Supplied passage -
The collection of postcards – almost all depicting Plato and Socrates in an inverse order, with Plato taking Socrates’s place – which Derrida’s writer writes to a beloved, constitute an assembly of seemingly incoherent events, going to and fro between various concerns with a philosophical tradition passed down to us from Socrates via Plato; subject/predicate; writing; reading; love mediated by writing/reading; love mediated by the telephone; writing lost/writing found.

What fascinates Derrida in the Postcard is that Socrates seems to have been ‘mistaken’ with Plato. Although Plato made it known that Socrates opposed writing, in the postcard that Derrida has found, Socrates writes. Portrayed by one Matthew Paris – a 13th century artist whose drawing appeared on the frontispiece of a fortune-telling book entitled Prognostica Socratis basilei – Socrates, bent over a desk, takes dictations from Plato.

Derrida’s arguments in the Postcard orbit around the implication of this reversal: what used to be thought of as the subject (Socrates – S) of the entire western metaphysics is replaced by the predicate (Plato – P). In spite of  the fact that Plato’s writing has always been the vehicle for Socrates’s ideas, Derrida’s writer ponders the question: what is the difference between Socrates and Plato, between subject and predicate? The reader of Derrida’s writer further poses the question: what is the difference between a predicate, which is conceived intentionally as a subject, being made more interesting than the subject, not only modifying the subject but defining it, and the predicate which is a predicate malgré lui? It is evident that since Socrates never wrote, he could not possibly be a subject in himself. Yet Socrates was a subject, but he was Plato’s written subject. Thus, Socrates is according to Plato. Socrates is a subject with a mask and no name. Socrates is in effect Plato’s as if construction. Derrida explains:

this is the catastrophe: when he writes, when he sends, when he makes his (a)way, S is p, finally is no longer totally other than p (finally I don’t think so at all, S will have been totally other, but if only he had been totally other, truly totally other, nothing would have happened between them, and we would not be at this pass, sending ourselves their names and their ghosts like ping-pong balls). pp, pS, Sp, SS, the predicate speculates in order to send itself the subject (Postcard, 30)

Derrida chooses to select the predicate (Plato/as is) as his (Socratic/as if) fragment. Plato performs Socrates while Socrates is the fragment in Plato’s writing (fragmentarily). The relationship between the fragment and the fragmentary is posited here as an opposition between the telephone (the call) and the postcard (the called), the name and its ghost. The postcard is a medium with a double potential: to transmit a message – if the card arrives at its destination – and to interrupt it – if the card never reaches its addressee. Conversely, a telephonic message is dependent on a double determination on the part of the receiver: to answer the telephone or not. The first case involves an immediacy of the situation – if one answers, the interlocutor ‘talks back’ – and the second case represents an economy of the situation – if one does not answer, the telephone would still ‘ring a bell’. In other words, the message that is not delivered still has a tonality, or a resonance similar to that of the epigraph.

Record extracts -
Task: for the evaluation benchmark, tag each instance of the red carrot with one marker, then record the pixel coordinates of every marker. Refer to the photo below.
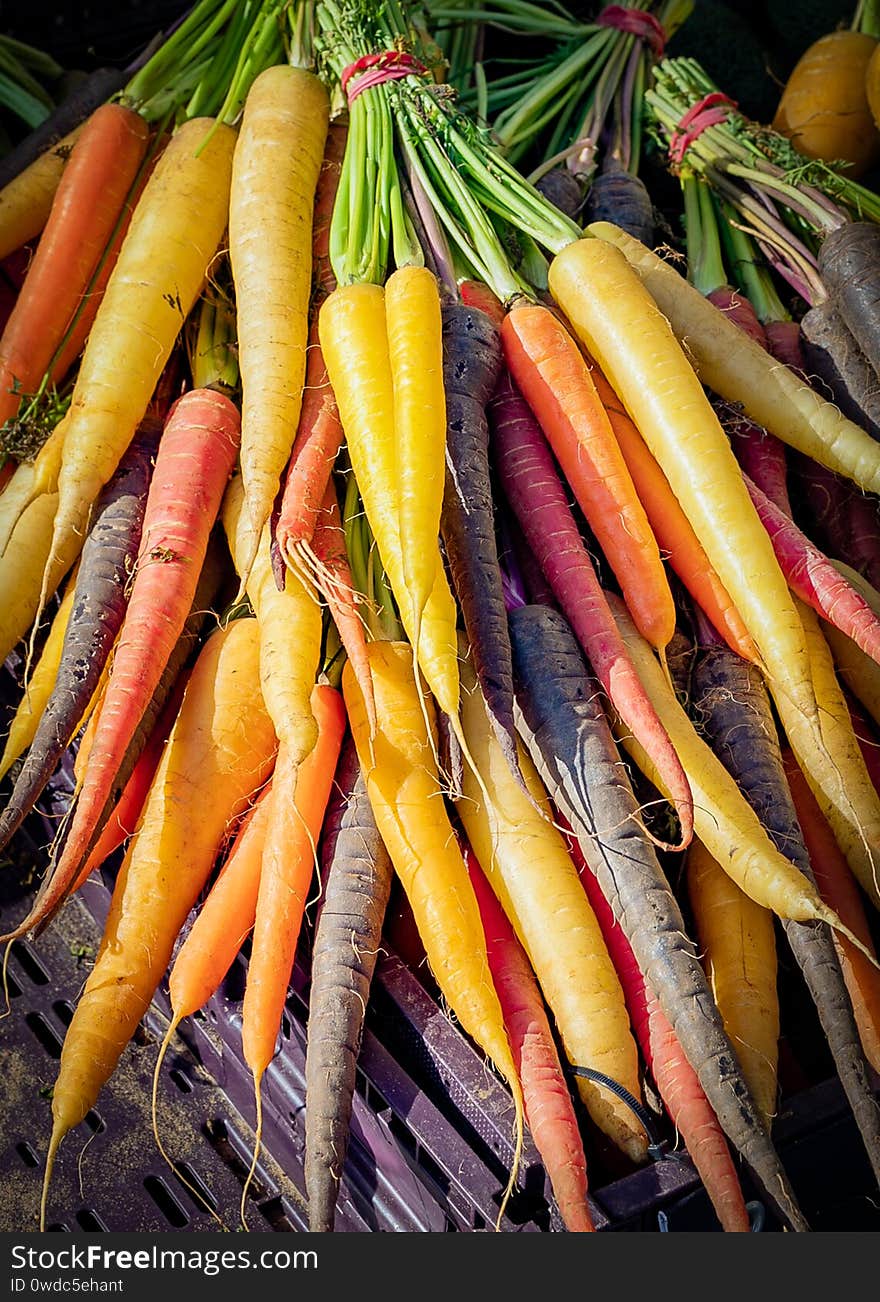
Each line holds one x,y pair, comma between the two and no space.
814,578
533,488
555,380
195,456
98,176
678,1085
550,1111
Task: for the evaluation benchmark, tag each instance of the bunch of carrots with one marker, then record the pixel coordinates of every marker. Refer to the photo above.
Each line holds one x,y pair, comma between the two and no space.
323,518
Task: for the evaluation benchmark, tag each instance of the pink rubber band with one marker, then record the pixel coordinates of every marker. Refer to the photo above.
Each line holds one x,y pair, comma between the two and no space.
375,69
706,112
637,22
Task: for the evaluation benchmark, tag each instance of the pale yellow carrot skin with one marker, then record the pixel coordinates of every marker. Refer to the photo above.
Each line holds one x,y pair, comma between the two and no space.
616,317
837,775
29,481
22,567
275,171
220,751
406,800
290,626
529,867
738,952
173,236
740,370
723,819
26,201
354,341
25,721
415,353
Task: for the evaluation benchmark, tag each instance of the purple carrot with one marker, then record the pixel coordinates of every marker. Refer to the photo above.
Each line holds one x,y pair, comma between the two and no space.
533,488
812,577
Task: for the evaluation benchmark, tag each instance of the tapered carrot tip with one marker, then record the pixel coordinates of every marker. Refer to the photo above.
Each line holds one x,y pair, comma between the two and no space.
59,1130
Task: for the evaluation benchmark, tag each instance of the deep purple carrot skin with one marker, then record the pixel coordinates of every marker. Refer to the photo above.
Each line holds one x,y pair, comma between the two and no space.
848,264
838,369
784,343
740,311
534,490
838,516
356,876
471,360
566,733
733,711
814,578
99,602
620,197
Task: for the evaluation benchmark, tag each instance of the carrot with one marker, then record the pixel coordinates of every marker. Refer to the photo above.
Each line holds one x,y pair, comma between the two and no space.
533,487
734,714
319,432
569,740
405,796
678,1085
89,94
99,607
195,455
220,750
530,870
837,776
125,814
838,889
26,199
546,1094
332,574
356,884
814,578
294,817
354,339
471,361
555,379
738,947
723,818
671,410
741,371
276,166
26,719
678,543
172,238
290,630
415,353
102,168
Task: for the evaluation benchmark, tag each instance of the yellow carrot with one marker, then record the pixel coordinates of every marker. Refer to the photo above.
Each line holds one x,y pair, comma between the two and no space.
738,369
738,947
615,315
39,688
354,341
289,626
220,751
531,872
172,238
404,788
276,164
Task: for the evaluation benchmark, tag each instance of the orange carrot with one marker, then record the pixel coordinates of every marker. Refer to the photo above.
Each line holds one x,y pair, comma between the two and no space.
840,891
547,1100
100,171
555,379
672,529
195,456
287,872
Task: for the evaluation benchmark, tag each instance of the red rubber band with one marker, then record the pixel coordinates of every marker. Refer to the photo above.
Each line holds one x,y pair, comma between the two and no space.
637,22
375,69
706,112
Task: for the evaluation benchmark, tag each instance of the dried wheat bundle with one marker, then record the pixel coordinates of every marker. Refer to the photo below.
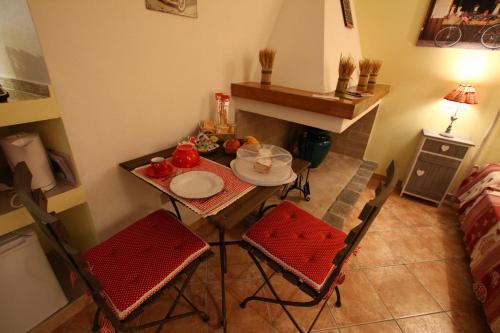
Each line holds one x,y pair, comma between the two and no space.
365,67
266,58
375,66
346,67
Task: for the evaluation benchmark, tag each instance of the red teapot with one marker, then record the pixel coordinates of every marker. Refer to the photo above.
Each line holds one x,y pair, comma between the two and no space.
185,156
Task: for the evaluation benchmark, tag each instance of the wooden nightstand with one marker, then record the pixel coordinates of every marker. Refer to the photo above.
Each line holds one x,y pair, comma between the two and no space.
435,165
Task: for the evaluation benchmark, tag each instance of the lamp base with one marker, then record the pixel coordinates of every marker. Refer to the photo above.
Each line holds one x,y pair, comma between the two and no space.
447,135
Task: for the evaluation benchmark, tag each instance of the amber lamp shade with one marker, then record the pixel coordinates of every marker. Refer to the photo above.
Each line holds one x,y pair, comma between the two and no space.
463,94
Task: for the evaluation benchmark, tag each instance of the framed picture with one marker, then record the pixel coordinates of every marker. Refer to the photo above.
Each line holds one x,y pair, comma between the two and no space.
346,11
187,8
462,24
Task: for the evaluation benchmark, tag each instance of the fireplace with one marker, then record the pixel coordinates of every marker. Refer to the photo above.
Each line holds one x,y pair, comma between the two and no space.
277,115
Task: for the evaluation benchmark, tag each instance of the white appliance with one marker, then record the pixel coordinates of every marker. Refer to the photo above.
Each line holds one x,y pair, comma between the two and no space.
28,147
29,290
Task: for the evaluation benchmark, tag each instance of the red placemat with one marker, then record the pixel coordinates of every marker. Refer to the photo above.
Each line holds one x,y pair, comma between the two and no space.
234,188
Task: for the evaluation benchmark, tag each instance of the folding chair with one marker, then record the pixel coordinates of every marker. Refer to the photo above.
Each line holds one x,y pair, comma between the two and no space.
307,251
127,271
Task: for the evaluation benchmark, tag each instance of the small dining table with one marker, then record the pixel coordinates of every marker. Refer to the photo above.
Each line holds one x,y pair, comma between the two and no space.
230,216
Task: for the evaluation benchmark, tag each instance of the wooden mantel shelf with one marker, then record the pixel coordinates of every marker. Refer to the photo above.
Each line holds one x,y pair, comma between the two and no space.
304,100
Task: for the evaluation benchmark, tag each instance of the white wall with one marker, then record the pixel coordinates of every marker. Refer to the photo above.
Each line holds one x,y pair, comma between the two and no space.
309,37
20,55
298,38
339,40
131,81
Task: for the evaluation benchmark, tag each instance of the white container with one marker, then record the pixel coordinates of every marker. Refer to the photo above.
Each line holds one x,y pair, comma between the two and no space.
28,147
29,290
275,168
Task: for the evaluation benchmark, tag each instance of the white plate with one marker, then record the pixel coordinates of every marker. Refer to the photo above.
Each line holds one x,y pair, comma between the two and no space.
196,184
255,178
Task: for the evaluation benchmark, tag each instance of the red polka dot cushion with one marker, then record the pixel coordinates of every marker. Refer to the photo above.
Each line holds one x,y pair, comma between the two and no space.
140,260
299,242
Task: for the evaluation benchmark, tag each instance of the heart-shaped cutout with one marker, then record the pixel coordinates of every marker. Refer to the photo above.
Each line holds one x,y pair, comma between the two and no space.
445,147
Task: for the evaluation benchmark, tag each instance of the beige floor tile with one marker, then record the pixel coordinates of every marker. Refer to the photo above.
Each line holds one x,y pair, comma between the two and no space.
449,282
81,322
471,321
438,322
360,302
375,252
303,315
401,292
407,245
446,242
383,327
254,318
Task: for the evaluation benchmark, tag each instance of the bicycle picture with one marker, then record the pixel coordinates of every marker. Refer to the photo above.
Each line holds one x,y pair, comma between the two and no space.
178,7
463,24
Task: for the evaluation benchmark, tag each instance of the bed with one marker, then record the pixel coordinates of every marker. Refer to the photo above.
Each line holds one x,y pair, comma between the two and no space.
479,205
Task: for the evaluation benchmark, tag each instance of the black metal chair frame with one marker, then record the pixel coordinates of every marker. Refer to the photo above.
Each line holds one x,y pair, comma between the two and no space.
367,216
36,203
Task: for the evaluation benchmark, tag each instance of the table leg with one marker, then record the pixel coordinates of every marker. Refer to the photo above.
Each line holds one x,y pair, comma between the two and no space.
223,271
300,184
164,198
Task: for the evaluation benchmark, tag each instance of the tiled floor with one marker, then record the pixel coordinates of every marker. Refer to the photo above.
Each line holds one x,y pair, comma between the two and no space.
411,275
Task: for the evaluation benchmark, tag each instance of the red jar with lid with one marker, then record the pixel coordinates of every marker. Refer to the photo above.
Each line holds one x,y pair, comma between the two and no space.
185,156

Required actions -
[A] From the passage on Derrida's Postcard, write out word for word the part that opens with the words containing "What fascinates Derrida" and closes with "dictations from Plato.".
[B] Answer these questions using the passage on Derrida's Postcard:
(i) Who made the drawing of Socrates at the desk, and in what century did that artist work?
(ii) In the reversal Derrida discusses, who replaces the subject, and what term is used for him?
(iii) What two things can a postcard do, according to the passage?
The rows above come from a separate source and have nothing to do with the passage.

Full answers -
[A]
What fascinates Derrida in the Postcard is that Socrates seems to have been ‘mistaken’ with Plato. Although Plato made it known that Socrates opposed writing, in the postcard that Derrida has found, Socrates writes. Portrayed by one Matthew Paris – a 13th century artist whose drawing appeared on the frontispiece of a fortune-telling book entitled Prognostica Socratis basilei – Socrates, bent over a desk, takes dictations from Plato.

[B]
(i) Matthew Paris, a 13th-century artist.
(ii) Plato replaces Socrates and is called the predicate (P).
(iii) It can transmit a message if the card arrives at its destination, and it can interrupt the message if the card never reaches its addressee.